» TASK PROMPT:
In the part of the records that opens with the line containing "If you could spot the white protest" and runs through the end of the records, change "protest sign" to "placard" and leave everything else untouched. Reproduce only those lines.

Coordinate annotation records
· · · · ·
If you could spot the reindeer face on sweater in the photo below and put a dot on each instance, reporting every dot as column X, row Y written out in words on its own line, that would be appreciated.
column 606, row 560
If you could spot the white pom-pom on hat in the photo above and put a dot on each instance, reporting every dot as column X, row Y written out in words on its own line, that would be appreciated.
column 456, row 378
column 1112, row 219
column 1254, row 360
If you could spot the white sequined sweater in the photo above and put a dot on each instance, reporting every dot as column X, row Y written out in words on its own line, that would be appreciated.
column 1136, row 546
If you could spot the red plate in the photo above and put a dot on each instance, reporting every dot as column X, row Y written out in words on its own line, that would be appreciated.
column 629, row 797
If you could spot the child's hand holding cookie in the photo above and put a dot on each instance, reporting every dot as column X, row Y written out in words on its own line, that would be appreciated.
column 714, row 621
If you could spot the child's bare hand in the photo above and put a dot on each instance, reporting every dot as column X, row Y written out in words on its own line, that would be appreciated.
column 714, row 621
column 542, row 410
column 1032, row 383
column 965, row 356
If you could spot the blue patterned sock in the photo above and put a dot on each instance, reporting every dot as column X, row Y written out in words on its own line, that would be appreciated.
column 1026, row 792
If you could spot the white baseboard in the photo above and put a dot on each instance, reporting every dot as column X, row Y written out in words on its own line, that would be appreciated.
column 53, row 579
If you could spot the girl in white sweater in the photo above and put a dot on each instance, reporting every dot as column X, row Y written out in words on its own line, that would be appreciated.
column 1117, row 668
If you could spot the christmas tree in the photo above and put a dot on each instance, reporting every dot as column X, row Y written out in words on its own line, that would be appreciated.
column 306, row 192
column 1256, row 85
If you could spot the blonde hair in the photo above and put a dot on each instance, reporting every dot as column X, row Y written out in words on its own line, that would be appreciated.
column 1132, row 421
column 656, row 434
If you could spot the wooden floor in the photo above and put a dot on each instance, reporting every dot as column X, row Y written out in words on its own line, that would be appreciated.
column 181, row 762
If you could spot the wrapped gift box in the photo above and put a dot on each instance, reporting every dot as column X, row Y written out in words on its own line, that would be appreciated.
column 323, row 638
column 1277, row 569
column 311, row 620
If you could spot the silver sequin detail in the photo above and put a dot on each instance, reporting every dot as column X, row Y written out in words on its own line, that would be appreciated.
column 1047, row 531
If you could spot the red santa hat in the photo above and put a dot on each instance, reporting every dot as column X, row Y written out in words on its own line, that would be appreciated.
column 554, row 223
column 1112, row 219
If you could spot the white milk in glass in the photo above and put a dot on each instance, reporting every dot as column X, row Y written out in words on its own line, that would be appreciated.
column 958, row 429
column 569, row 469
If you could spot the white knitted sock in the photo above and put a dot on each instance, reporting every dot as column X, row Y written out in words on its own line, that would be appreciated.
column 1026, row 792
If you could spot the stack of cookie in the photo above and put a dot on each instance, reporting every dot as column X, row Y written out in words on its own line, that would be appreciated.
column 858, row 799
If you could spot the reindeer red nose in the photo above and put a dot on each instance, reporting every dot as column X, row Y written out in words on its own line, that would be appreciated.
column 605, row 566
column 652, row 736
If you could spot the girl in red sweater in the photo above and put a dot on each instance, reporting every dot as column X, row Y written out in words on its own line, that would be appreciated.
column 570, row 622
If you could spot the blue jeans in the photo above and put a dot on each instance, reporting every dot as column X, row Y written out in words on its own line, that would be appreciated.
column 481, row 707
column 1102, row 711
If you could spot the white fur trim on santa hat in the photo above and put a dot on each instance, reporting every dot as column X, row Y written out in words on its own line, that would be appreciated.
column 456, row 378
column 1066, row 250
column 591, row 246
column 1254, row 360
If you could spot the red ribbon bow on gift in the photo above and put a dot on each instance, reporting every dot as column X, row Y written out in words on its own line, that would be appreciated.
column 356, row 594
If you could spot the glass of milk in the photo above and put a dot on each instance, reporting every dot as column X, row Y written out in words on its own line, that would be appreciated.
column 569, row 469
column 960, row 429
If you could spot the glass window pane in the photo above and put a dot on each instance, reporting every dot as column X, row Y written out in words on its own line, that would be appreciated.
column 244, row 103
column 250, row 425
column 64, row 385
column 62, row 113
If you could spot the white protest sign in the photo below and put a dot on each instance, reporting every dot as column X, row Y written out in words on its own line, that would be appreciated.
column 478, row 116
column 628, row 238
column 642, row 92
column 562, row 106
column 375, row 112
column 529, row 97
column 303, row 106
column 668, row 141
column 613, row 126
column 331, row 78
· · · · ·
» ANSWER FOR THIS EXERCISE:
If you could spot the white placard in the photo below and put a dot on each instance, reporting every dot as column X, row Y written out in words on its own line, that would be appreciated.
column 478, row 116
column 628, row 238
column 642, row 92
column 562, row 106
column 375, row 112
column 529, row 97
column 303, row 106
column 668, row 141
column 613, row 126
column 331, row 78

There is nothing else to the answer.